-- Start of AVAILABLE DATA --

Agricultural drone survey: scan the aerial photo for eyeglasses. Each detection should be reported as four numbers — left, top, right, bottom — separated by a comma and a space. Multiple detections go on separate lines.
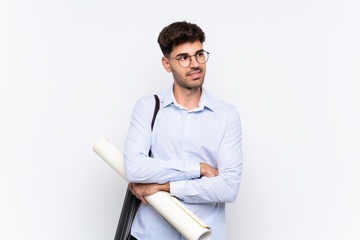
166, 50, 209, 68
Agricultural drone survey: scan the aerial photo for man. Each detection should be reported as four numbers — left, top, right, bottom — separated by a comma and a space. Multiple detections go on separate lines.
125, 22, 242, 240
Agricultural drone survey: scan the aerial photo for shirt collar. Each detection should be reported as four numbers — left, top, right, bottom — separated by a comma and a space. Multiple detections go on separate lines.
163, 86, 214, 111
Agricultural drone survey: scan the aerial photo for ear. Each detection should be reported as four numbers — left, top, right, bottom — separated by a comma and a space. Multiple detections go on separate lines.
161, 57, 171, 72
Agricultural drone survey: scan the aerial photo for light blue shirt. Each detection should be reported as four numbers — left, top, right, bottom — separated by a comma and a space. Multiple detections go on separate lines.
125, 88, 242, 240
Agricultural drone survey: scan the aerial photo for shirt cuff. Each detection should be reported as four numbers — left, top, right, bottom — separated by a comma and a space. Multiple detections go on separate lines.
186, 162, 200, 179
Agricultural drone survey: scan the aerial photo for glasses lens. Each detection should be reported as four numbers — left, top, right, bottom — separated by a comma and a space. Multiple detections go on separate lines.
196, 51, 209, 64
178, 56, 191, 68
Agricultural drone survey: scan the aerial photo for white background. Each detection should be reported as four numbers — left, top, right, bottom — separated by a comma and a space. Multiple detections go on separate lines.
0, 0, 360, 240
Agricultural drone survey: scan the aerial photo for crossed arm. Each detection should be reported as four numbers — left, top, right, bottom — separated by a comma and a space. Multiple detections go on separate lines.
125, 97, 242, 203
128, 163, 219, 203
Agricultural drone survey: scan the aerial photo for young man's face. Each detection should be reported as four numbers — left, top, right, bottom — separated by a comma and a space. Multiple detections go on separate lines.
163, 41, 206, 89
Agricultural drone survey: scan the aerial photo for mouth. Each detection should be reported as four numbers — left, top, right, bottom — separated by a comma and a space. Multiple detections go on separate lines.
187, 69, 202, 79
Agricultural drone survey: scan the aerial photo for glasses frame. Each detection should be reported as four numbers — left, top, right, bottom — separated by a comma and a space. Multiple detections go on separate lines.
166, 50, 210, 68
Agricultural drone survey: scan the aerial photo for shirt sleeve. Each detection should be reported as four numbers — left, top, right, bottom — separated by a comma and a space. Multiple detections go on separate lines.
124, 96, 200, 184
170, 107, 243, 203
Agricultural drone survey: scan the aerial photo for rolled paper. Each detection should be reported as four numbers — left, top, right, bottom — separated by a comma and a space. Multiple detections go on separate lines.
93, 138, 211, 240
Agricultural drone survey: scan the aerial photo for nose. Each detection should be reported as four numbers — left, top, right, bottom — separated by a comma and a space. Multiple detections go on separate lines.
189, 56, 199, 68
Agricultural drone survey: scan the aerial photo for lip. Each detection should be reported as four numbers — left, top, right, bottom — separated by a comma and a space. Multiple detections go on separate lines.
187, 70, 202, 79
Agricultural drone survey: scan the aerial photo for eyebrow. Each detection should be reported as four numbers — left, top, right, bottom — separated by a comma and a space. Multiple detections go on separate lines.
175, 49, 204, 58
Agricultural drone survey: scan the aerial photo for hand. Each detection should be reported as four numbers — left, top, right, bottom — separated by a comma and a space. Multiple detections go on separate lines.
128, 183, 170, 204
200, 163, 219, 178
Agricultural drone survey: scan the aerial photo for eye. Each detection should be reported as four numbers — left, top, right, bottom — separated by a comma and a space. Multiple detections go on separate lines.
178, 55, 189, 61
196, 52, 204, 57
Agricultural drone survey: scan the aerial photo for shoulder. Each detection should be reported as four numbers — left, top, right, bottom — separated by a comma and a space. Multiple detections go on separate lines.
134, 95, 155, 116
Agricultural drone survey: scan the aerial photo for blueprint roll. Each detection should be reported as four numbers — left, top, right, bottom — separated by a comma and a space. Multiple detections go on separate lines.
93, 138, 211, 240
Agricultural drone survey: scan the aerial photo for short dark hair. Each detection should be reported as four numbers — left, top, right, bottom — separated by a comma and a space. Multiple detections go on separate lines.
158, 21, 205, 56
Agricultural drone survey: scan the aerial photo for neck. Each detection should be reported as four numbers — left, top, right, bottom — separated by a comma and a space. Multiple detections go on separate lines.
173, 84, 201, 111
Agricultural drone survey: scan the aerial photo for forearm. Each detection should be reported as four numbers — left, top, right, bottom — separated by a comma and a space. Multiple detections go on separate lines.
125, 154, 200, 184
170, 168, 241, 203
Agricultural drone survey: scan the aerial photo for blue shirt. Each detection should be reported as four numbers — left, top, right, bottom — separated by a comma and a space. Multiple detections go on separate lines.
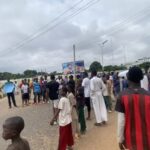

-- End of AVAILABLE DATA --

> _TASK TO CARRY OUT_:
Lay out every line of the data above as a numbered list, dropping any blank lines. Leave the pictures out of your answer.

> _CORRECT RESULT_:
1. Agricultural drone survey: scan the aerial photo for eyeglasses. Each detection should be reported as four numbers — left, top, right, bottom — separated by a comma and a space. Multiple detections go on separate lines.
2. 166, 50, 209, 68
3. Agricultural drone survey: scan the aerial photo for man. Each detection should be reported as four numbers — left, top, right, bottom — separated by a comma and a space. Multiple detections go on separate lines.
4. 125, 22, 242, 240
5. Agricultural drone survey: scan the aerial photo for shirt collar. Each detection should be reported as four numbers — left, top, right, bottom — separated by a comma and a space. Multiple detections go on separate lines.
6. 163, 86, 214, 111
7. Agricultural drone survey: scan the aerial photo for ear. Each detection should be reported as four numbers — left, top, right, bottom — separated by a comma and a space. Multiple detections go on separate lines.
8. 161, 57, 171, 72
9. Agricultural drone survey: scan the aerial photo for light blue shirt. Each detection should be reported as four numbers — left, top, right, bottom — separated by a comma and a space. Multiple detections go on separate lines.
10. 125, 88, 242, 240
11. Agricultural drone survey: scan the aerial photo for shirt cuff. Each detection should be reported as four numbers — left, top, right, bottom — separated by a comma and a space. Multiple detections go on separate lines.
12. 186, 162, 200, 179
13. Agricultural drone survey: scan the aerial photo for glasses lens. Each detection should be reported as four numbers — left, top, right, bottom — separated by a comma and a space. Multiple detections go on separate lines.
14. 196, 51, 209, 64
15. 178, 56, 191, 68
16. Agricultural drone survey: scan the aerial photo for white background. Each detection should be reported as four numbers — left, top, right, bottom — separated by a comma and a space. Multiple detections go on separate lines.
17. 0, 0, 360, 240
18. Agricultural drone survey: scan the aerial photo for crossed arm. Each detection should be reported as four numbers — left, top, right, bottom — separated by a comma and a space. Multiple detections go on separate lines.
19. 125, 97, 242, 203
20. 128, 163, 219, 203
21. Agricultural drone survey: scan the aerial photo for young man's face. Each detection should be reported as four numbers — left, top, right, bottom — separated by a comma and a space. Multiple detections go on separate lines.
22. 163, 41, 206, 89
23. Agricultural drone survey: scan the aerial photo for mouth. Each detection should be reported as four numbers — left, top, right, bottom — separated by a comma and a space. Multiple detections go on separate lines.
24. 187, 69, 202, 79
25. Agricultural drone survey: scan the aerial photo for glasses frame. Each detection should be reported as four numbers — left, top, right, bottom — separated by a comma and a space. Multiple detections go on separate lines.
26. 166, 50, 210, 68
27. Agricultural drone survey: scan the aerial photo for shirt sleeve. Each detection should be reported as four numbers — left, top, right, bottom — separated by a comma and a space. Multiple detections go on separate lines.
28. 124, 96, 200, 184
29. 170, 107, 243, 203
30. Agricultural drone survey: scan the aerial photo for rolled paper. Each detection should be reported as four numbers — left, top, right, bottom — separated by a comma and a space. Multiple detections go on separate lines.
31. 93, 138, 211, 240
32. Agricultural drone survey: scan the aerial photo for nose. Each detection should be reported as four numbers — left, top, right, bottom — separated by a comma and a space. Multiple detections go on separate lines.
33. 189, 56, 199, 68
34. Agricultural drone survey: scan the aerial photo for lip. Each detection should be reported as four numbers — left, top, right, bottom — separated by a comma and a space. Multiple detections go on separate lines.
35. 187, 70, 202, 79
36. Agricultural drone survey: scan the aerial photo for eyebrow. Each detection should be reported as four numbers — left, top, right, bottom — separated by a comma and a space. Multiple detections go on separate lines.
37. 175, 49, 204, 58
38. Agricultural drone survey: scan the aerial photo for hand. Each detection should be reported as four numbers — left, top, right, bottom — separated by a comma and a space. Multiple detections go on separate lines.
39. 128, 183, 170, 204
40. 200, 163, 219, 178
41. Agricultural drone survey: scan the aerial photo for eye. Each detection should be reported as four numbers — left, top, right, bottom — separated by a comma and a space. Multiple detections go on separate lines.
42. 178, 55, 189, 61
43. 196, 52, 204, 57
44. Agricultural drone survey: scan the aerial photo for shoulder. Each detection should be reported as four numbers — left, top, right, bottom — separated by a comma and a space. Multiple detections go on separate lines.
45. 134, 95, 155, 116
46. Agricultural drone survey: scan the aerial photo for blueprint roll. Each detection should be reported as four numbers — left, top, right, bottom — separated by a comma and a space. Multiple detections go on separate lines.
47. 93, 138, 211, 240
48. Agricultural drone survey: scan the aerial photo for short dark hair. Each detection should be reported as four numbers — left, top, right, bottom — separated by a comma and a space. Multiple detections go on separate lines.
49. 158, 21, 205, 56
50. Agricultural drone survey: scan the aerial photo for neck. Each detection should be reported as four numbers — left, top, right, bottom — separated by a comma and a space. Multiple detections go on separate lines.
51. 173, 84, 201, 111
52. Agricultural drone survey: scan the aerial photo for forearm. Each detection should be reported as four numbers — left, top, right, bottom — separated by a comma and a space. Multiple detections go on separate lines.
53. 125, 154, 200, 184
54. 170, 168, 241, 203
55. Agricultural drone survey: scan the aerial photo for blue shirt. Each detection should be reported as four numbers — left, top, right, bottom — separated by a comma and a space. Multiple detections go on separate lines.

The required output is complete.